You may say, "Gee, you should really have put arrows over here." Well, in the case that it is a one-dimensional collision, you can leave the arrows off because the signs automatically take care of that.

Kinetic energy is not conserved.

Before the collision, your kinetic energy equals one-half m1 v1 squared plus one-half m2 v2 squared.

After the collision, kinetic energy equals one-half m1 plus m2 times v prime squared.

And you can easily prove that this is always less than that in case of a completely inelastic collision.

There's always kinetic energy destroyed, which then comes out in the form of heat.

Let's do now an elastic collision.

And I add the word "completely" elastic, but "elastic" itself is enough because that means that kinetic energy is conserved.

I start with the same initial condition: m1 v1, m2 v2, but now, after the collision, m1 could either go this way or this way, I don't know.

So this could be v1 prime, this could be v1 prime.

m2, however, will always go into this direction.

That's clear, because if you get hit from behind by object one, after the collision, you obviously go in this direction.

Again, we don't have to put the arrows over it, because the signs take care of it in a one-dimensional case.

This will be plus, then.

That could be... you could adopt that as your convention, and if it goes in this direction, then it will be negative.

Brief a: Pull out each line of the listing that contains the string "metal", treating uppercase and lowercase letters as different.
The physics passage and the listing come from unrelated sources.

Point-labeling samples:
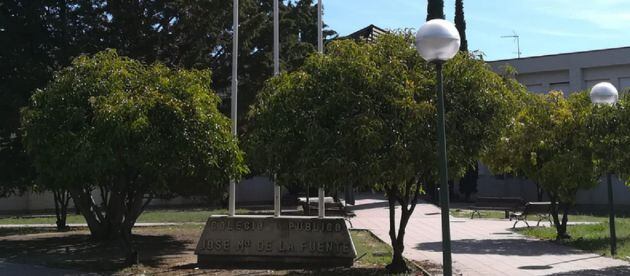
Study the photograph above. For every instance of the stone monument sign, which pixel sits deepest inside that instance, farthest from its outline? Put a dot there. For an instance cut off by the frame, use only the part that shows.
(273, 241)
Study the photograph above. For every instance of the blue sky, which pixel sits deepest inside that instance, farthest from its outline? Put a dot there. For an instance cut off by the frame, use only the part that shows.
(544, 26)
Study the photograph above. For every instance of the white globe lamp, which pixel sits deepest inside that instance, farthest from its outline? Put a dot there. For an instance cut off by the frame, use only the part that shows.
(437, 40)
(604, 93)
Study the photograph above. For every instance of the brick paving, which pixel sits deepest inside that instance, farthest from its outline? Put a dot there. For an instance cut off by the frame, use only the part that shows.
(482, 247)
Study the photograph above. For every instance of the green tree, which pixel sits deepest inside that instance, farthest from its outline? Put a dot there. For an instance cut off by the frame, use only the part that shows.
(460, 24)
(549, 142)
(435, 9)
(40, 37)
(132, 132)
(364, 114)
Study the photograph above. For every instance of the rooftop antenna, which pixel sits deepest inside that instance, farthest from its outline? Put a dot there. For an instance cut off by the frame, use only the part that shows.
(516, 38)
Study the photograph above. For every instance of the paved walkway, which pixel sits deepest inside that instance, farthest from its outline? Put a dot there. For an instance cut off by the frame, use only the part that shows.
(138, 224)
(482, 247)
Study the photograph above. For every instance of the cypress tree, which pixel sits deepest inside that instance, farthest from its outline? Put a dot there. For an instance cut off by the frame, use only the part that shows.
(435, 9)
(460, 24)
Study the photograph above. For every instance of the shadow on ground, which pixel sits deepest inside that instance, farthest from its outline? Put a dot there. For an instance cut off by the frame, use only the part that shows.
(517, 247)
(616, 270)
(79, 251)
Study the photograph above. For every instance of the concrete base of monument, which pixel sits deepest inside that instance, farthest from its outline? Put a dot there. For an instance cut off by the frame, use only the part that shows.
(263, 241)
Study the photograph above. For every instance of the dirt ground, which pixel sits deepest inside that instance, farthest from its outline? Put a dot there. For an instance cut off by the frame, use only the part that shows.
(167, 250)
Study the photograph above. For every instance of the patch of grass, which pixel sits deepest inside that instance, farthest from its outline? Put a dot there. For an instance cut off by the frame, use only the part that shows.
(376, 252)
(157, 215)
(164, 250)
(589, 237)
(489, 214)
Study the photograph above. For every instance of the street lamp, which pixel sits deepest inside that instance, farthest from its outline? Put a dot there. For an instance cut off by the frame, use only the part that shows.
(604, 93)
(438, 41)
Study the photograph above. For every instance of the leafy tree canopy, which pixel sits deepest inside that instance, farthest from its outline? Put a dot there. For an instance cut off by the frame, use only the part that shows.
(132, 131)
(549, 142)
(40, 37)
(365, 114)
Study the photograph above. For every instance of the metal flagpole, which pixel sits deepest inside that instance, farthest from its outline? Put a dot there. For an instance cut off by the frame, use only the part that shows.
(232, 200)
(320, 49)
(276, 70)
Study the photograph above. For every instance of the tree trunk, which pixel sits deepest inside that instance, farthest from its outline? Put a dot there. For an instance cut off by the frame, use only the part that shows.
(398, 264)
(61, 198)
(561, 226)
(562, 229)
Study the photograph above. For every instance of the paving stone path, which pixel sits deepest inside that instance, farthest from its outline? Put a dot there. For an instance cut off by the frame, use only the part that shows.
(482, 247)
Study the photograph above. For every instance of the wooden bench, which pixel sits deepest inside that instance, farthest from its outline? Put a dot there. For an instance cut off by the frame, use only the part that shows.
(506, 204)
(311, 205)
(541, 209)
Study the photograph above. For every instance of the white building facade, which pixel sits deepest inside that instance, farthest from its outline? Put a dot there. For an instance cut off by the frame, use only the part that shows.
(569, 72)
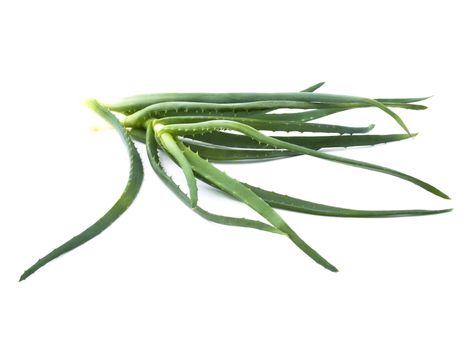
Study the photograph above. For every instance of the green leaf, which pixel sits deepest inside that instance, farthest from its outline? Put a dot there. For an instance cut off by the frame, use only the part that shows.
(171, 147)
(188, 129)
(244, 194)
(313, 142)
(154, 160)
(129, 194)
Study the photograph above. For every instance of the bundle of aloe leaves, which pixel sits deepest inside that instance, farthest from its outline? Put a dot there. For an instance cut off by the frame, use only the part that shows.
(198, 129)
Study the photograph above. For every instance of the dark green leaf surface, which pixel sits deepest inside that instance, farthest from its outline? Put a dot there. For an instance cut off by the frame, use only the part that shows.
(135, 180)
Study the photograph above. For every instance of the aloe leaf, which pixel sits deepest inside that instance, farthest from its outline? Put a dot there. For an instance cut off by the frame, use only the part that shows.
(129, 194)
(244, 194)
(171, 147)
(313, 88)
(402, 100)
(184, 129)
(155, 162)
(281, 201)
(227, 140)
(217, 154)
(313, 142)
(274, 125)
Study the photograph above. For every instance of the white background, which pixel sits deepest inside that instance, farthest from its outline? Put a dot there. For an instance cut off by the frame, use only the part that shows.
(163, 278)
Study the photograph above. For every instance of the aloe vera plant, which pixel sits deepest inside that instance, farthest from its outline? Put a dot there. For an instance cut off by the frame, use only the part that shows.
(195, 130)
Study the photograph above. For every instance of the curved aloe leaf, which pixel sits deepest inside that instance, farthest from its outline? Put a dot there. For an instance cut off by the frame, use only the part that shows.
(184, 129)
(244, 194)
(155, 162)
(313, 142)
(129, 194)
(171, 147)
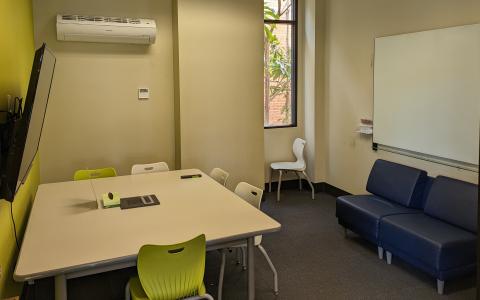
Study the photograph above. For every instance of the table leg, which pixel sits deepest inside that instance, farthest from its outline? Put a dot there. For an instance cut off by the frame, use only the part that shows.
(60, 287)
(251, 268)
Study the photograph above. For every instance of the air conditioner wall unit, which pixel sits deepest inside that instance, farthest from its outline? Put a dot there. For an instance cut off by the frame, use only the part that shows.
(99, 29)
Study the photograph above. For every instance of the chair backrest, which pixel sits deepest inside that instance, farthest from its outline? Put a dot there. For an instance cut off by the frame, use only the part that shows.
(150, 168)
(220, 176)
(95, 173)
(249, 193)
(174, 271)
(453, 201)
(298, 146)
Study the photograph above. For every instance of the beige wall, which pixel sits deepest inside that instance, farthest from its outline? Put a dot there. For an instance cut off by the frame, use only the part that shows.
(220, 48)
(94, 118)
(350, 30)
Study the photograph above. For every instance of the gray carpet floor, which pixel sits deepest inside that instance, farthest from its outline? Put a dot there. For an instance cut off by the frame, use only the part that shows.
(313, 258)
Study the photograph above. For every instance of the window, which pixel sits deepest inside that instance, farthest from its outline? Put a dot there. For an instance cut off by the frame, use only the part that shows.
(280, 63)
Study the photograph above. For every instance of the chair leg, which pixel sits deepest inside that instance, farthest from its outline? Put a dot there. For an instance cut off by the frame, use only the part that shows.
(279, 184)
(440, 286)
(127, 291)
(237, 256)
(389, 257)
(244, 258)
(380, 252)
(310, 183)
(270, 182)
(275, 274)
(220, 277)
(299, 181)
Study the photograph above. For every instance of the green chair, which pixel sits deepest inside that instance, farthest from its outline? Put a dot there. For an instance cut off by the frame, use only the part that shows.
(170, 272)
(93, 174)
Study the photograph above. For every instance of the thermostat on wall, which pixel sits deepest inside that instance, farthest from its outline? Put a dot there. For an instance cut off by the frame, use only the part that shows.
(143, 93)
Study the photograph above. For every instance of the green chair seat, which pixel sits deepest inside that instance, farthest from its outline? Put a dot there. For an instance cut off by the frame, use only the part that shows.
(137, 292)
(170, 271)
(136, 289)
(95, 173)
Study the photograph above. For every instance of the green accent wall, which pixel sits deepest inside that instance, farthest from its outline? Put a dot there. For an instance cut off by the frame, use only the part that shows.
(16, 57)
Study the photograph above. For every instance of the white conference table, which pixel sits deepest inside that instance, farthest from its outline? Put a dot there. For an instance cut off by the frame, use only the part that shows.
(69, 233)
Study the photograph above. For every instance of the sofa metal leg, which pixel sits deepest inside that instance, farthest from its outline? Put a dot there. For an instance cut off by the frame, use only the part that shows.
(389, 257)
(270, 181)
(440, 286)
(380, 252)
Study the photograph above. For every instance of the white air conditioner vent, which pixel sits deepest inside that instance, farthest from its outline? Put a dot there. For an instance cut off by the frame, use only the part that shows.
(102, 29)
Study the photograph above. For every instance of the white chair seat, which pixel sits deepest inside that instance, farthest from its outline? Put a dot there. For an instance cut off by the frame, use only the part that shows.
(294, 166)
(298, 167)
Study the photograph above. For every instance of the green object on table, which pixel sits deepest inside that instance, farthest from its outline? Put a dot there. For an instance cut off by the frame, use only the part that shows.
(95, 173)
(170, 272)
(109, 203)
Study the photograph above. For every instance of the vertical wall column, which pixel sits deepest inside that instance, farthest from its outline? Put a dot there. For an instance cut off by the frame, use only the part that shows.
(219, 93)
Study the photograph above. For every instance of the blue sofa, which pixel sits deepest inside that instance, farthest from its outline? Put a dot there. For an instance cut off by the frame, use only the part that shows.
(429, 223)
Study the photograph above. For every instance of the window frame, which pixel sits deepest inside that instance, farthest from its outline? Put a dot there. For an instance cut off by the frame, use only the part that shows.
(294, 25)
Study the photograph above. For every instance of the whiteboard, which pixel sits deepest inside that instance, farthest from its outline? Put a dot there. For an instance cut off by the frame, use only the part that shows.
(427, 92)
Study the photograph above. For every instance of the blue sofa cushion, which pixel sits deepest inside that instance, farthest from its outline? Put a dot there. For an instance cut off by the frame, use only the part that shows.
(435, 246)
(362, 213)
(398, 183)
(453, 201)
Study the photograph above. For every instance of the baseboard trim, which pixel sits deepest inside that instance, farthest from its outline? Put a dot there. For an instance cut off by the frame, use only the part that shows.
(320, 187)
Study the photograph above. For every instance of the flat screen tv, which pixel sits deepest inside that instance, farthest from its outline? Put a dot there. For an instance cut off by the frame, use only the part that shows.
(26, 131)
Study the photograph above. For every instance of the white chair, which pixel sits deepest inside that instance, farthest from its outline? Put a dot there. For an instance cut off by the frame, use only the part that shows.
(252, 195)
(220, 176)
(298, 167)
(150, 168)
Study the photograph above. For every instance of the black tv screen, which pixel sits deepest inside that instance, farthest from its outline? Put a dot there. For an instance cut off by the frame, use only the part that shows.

Brief b: In the physics passage, what becomes of the kinetic energy that is destroyed in a completely inelastic collision?

Full response a:
Study the photograph above. For every instance of the metal flagpole, which pixel sits deepest inside that instance, farthest from its outline? Put a dot there. For an instance cut off by the frame, use only the part that shows.
Study the photograph above. For every instance of the sofa metal leg, which pixel sits deepest inside that instance, farthest from its outline? Put a dot there. For an instance cut off by the frame, use only the part that shows.

Full response b: It comes out in the form of heat.